Copy each line below containing "image".

** Records to use follows **

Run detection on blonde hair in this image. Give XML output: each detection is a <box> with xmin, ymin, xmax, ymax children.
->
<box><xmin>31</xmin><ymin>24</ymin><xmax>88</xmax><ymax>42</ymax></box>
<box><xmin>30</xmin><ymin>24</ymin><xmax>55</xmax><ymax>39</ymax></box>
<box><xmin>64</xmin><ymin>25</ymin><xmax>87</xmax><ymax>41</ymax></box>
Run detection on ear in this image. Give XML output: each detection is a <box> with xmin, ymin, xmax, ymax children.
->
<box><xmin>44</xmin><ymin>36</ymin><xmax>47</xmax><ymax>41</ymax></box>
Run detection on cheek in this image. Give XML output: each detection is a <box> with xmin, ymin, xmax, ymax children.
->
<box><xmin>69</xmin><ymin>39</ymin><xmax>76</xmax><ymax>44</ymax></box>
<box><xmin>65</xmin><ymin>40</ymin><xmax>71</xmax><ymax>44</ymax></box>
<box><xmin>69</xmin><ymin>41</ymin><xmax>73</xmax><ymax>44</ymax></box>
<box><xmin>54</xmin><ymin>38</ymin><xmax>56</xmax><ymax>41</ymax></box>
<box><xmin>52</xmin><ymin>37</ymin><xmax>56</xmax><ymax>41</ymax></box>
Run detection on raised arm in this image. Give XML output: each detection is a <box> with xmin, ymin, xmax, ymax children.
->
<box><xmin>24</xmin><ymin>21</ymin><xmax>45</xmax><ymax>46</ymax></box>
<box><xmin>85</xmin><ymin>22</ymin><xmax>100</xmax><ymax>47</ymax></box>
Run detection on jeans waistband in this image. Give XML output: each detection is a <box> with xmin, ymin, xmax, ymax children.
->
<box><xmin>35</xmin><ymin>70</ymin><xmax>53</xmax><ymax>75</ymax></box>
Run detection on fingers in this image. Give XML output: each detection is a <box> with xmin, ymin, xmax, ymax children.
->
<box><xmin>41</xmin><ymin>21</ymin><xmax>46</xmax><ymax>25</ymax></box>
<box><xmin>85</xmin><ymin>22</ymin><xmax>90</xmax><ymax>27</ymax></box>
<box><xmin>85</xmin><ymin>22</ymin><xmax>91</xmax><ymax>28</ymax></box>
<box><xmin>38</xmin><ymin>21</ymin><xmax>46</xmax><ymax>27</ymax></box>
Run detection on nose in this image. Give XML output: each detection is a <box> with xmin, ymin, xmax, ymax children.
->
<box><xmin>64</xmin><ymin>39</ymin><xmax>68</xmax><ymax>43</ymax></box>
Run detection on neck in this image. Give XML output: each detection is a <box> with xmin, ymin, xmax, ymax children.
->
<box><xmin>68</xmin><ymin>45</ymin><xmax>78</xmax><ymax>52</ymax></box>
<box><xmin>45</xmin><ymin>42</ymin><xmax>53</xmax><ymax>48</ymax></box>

** End of Records to use **

__Problem solution__:
Run detection on blonde hair in this image. Give XML output: each detection is a <box> with xmin, ymin, xmax, ymax children.
Run detection on ear in this image. Give XML output: each detection is a <box> with xmin, ymin, xmax, ymax children.
Run detection on cheek in this image. Give XML output: each detection is a <box> with xmin, ymin, xmax, ymax children.
Run detection on raised arm in this image. Give XML output: each detection is a <box> with xmin, ymin, xmax, ymax children.
Run detection on jeans waistband in this image. Give XML output: each detection is a <box> with xmin, ymin, xmax, ymax children.
Run detection on fingers in this image. Give XML output: each detection is a <box> with xmin, ymin, xmax, ymax children.
Run detection on nose in this image. Give XML output: each detection is a <box> with xmin, ymin, xmax, ymax children.
Run detection on neck in this image. Give XML output: each detection is a <box> with xmin, ymin, xmax, ymax children.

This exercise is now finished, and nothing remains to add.